(Stored data entries)
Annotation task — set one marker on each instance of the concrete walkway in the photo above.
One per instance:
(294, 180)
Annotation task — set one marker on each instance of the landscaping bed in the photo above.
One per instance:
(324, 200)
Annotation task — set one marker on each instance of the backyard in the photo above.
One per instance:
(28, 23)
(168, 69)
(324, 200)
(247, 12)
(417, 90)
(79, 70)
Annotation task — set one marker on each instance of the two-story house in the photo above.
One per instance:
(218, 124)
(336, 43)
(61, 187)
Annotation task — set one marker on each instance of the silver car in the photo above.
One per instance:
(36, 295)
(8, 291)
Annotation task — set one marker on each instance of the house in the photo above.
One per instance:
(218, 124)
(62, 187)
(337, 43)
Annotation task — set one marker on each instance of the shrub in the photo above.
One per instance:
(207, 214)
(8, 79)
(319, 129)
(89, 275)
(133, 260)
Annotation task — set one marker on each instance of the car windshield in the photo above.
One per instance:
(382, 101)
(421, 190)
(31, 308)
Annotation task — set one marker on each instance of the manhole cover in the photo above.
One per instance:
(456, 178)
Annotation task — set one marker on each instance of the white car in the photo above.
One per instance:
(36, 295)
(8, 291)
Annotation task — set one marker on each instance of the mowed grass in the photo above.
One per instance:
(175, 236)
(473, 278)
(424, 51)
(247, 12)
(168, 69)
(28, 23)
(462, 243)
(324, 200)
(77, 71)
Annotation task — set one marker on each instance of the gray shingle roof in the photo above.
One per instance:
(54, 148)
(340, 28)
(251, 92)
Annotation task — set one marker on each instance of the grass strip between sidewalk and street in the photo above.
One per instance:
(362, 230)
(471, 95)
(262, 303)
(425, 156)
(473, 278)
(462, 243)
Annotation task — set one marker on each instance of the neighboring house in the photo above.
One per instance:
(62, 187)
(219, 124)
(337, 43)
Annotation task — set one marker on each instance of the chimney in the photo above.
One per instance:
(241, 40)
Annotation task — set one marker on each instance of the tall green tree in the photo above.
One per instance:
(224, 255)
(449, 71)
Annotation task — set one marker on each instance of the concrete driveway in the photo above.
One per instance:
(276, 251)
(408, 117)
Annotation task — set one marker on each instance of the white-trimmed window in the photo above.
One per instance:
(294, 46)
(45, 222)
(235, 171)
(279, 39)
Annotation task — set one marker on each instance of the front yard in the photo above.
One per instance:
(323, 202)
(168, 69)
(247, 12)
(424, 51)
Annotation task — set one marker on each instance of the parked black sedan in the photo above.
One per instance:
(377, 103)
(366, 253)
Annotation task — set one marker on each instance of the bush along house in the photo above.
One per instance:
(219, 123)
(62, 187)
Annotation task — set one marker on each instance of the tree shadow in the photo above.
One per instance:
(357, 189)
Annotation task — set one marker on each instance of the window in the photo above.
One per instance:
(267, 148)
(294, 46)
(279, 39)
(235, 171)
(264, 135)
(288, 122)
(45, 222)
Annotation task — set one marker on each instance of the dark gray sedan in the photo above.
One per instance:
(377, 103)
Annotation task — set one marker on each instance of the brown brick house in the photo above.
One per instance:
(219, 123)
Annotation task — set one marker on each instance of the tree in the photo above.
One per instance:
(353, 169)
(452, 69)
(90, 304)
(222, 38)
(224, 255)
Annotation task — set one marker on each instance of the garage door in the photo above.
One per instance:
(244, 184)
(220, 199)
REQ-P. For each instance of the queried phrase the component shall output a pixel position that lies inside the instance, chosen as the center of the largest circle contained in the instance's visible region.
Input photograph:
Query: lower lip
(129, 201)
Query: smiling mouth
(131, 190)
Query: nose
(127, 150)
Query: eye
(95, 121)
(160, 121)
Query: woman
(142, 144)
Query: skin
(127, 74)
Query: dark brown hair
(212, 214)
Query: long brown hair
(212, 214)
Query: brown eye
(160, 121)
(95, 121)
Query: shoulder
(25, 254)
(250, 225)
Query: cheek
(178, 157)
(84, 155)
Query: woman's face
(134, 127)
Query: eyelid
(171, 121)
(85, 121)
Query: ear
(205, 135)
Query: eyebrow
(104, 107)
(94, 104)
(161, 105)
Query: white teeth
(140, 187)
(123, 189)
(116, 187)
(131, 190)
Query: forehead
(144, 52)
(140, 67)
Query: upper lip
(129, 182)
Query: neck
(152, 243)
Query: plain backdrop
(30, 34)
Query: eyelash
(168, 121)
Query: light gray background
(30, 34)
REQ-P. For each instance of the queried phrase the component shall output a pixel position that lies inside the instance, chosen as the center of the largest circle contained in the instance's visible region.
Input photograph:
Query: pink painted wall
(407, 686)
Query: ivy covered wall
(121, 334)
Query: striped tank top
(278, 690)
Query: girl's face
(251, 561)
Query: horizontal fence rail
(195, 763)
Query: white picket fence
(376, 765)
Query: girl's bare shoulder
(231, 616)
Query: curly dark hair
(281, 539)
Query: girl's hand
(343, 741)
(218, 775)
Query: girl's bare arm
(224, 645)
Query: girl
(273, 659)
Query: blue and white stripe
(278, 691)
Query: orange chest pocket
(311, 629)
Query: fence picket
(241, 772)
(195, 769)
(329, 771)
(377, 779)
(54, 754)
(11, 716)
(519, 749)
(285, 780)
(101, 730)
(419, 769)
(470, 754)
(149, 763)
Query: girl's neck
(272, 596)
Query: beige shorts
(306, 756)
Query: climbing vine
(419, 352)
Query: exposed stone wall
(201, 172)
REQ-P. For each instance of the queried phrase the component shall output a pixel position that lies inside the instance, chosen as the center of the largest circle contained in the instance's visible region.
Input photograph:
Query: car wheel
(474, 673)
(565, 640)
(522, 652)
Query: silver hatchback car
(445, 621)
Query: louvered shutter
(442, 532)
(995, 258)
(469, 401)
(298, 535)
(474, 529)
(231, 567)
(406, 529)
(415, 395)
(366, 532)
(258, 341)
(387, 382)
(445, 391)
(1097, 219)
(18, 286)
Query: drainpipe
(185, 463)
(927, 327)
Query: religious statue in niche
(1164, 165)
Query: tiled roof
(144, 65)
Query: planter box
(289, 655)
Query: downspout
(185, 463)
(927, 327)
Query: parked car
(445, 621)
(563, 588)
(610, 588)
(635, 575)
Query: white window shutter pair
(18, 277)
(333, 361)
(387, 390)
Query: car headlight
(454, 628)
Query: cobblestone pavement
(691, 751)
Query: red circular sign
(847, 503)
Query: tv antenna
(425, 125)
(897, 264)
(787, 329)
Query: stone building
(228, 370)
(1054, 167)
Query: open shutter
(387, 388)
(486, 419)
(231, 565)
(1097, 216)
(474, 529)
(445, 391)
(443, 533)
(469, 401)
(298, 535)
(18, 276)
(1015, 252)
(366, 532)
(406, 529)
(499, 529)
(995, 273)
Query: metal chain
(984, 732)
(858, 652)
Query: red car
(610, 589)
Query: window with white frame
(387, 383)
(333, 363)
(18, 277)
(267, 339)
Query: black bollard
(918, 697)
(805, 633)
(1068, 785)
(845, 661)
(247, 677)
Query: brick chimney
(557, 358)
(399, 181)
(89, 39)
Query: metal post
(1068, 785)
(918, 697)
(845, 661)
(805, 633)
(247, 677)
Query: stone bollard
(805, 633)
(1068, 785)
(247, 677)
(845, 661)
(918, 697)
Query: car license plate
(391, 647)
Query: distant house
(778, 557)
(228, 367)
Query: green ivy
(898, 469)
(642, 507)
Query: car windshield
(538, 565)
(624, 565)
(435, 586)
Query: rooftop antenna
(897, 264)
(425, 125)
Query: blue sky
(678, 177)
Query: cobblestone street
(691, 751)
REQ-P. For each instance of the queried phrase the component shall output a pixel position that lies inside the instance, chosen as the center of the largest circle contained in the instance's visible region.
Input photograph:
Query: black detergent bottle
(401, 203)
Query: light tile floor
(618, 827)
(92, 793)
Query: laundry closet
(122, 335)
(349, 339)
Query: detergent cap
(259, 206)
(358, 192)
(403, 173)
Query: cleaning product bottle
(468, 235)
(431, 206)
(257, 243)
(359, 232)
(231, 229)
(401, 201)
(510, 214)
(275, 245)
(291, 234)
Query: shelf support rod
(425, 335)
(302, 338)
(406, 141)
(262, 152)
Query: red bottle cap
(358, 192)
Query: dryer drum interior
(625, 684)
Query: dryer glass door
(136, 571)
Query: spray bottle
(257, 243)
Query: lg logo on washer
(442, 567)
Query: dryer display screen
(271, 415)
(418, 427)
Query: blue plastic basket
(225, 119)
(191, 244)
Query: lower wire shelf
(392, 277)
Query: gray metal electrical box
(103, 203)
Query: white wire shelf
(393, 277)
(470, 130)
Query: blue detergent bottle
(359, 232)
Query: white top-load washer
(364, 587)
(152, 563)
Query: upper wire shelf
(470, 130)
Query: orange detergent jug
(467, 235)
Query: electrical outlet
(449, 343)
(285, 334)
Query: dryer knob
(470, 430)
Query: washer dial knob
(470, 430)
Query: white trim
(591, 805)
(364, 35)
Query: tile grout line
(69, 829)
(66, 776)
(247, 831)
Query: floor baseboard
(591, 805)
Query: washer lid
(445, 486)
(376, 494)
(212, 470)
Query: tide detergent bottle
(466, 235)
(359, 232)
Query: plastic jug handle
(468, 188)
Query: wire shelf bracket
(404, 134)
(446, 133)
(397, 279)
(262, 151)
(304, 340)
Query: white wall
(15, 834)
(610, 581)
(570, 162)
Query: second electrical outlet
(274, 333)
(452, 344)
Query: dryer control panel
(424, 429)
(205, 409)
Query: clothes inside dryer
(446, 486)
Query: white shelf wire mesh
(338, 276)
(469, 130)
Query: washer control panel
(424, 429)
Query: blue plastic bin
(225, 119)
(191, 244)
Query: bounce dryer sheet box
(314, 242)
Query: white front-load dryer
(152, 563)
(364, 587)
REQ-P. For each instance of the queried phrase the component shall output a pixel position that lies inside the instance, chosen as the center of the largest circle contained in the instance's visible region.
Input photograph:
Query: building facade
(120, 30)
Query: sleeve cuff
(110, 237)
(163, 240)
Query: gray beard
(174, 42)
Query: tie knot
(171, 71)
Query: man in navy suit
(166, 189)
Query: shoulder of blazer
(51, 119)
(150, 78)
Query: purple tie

### Your task
Search the data above for the string "grass" and copy each line that has it.

### Written solution
Annotation task — set one marker on each instance of the mowed grass in the photo above.
Annotation task — set one marker on each instance of the grass strip between sidewalk and street in the photo above.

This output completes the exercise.